> Work request: Find the line with "Pick out a point on every instance of the hand". Repeat it and each line after it, exactly, down to the end of the records below.

> The records:

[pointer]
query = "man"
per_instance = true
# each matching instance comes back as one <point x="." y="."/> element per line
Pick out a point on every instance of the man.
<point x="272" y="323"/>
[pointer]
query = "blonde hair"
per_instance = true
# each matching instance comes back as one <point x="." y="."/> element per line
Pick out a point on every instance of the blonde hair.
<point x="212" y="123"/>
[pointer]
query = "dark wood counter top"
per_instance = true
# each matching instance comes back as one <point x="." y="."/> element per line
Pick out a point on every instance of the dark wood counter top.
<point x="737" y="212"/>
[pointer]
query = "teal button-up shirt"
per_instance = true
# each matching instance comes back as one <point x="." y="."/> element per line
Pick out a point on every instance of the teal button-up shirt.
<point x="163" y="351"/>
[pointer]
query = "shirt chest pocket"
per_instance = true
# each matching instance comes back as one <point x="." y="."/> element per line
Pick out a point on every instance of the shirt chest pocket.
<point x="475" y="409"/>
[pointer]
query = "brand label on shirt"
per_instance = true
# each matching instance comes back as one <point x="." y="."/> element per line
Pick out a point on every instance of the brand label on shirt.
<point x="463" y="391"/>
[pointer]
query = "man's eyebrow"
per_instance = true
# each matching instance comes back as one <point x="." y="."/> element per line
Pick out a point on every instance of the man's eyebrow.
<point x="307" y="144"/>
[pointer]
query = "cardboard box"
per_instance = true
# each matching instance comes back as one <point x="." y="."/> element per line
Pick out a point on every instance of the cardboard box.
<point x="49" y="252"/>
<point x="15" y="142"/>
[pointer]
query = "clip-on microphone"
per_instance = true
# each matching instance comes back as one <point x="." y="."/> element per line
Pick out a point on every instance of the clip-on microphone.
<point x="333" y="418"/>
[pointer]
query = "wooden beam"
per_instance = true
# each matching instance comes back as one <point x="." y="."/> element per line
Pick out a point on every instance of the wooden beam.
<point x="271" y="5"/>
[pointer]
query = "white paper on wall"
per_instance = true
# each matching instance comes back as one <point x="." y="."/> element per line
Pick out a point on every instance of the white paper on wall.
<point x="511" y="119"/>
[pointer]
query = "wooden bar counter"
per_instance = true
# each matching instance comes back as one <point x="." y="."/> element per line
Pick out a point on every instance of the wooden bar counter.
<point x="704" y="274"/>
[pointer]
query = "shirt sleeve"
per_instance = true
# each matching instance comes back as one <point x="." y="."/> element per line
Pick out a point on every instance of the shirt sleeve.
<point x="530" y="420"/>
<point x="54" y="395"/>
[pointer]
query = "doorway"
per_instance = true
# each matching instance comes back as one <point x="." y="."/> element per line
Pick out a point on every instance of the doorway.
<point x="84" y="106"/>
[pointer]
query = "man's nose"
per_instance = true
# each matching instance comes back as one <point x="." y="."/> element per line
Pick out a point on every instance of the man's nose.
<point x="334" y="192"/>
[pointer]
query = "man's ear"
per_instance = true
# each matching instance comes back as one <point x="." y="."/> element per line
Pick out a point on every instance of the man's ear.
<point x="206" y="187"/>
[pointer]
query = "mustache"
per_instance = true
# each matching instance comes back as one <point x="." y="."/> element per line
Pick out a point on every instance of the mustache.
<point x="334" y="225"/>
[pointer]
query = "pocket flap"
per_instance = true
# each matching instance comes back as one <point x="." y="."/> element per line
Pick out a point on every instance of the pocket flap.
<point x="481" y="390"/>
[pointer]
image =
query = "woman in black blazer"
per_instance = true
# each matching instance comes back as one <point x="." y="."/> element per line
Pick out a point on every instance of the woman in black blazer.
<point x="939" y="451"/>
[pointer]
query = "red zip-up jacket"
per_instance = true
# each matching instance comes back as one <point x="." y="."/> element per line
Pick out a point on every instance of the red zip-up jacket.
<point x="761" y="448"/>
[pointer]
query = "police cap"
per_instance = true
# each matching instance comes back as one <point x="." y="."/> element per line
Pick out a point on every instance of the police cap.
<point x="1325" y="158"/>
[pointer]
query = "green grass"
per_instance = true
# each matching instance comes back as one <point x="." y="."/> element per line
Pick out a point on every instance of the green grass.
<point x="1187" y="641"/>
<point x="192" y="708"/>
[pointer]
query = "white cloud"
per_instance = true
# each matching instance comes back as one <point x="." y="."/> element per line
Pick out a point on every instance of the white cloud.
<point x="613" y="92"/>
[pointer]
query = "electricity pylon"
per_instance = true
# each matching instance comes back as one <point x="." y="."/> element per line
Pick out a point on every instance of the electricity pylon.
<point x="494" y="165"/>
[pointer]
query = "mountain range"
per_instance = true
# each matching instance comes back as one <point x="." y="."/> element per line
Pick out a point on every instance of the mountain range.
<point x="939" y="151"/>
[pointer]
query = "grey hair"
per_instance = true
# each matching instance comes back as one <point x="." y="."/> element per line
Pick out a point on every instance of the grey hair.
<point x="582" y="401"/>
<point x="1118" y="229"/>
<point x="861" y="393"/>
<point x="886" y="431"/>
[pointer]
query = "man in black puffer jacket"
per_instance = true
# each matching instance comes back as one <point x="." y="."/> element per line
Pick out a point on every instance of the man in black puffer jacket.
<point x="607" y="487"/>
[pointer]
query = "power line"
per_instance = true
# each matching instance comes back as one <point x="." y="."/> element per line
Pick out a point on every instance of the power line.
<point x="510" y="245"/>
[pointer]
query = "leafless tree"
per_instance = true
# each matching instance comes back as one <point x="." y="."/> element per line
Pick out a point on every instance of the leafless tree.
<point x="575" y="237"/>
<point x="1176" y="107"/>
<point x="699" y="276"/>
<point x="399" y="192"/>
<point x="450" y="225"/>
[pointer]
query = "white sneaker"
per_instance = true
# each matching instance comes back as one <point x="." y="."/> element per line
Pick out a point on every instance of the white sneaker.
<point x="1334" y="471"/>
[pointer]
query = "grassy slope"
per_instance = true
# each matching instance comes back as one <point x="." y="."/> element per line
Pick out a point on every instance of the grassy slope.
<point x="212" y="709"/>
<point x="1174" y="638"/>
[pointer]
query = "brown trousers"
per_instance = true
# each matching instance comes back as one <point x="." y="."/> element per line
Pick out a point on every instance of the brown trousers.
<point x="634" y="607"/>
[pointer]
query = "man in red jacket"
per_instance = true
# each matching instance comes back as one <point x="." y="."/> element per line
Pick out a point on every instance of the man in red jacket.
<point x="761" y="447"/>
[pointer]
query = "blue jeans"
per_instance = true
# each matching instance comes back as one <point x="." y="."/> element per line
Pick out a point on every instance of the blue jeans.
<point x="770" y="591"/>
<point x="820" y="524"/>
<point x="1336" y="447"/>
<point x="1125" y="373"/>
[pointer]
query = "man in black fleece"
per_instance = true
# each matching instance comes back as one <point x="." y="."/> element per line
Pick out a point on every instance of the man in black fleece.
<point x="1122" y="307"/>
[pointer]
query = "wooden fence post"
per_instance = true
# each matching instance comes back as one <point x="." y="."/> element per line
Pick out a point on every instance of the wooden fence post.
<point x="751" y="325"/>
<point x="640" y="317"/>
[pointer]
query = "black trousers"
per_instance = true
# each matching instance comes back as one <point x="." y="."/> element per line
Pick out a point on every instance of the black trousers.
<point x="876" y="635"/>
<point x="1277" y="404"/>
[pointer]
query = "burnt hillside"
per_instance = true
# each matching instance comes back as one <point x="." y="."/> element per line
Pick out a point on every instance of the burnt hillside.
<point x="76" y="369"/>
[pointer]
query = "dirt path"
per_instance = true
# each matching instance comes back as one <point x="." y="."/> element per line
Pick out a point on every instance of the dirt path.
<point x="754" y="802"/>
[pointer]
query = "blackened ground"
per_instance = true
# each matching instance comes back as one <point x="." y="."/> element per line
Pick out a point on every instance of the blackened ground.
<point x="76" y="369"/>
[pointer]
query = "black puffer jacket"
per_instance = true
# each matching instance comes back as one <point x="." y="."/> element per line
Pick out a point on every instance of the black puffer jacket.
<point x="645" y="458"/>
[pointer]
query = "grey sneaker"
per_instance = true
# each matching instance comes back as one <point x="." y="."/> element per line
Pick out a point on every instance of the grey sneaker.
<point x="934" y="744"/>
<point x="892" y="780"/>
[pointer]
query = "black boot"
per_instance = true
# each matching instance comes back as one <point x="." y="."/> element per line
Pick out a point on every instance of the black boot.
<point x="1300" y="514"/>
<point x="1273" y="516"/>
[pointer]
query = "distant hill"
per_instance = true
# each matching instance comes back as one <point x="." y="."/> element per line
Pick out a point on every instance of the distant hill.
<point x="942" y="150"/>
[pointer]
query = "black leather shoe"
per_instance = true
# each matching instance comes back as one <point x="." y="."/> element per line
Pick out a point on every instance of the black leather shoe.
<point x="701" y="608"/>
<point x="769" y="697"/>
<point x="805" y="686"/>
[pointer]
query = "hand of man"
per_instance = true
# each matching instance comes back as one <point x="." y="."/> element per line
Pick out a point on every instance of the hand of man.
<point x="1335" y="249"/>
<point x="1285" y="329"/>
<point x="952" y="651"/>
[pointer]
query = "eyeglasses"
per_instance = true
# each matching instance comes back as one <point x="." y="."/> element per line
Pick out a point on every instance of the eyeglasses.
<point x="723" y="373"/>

> Result:
Pick out a point on every instance of the hand of man.
<point x="1335" y="249"/>
<point x="1285" y="329"/>
<point x="952" y="651"/>
[pointer]
query = "eyeglasses"
per_instance = true
# each matching instance comes back as one <point x="." y="."/> element per line
Pick out a point on every instance of the eyeglasses.
<point x="723" y="373"/>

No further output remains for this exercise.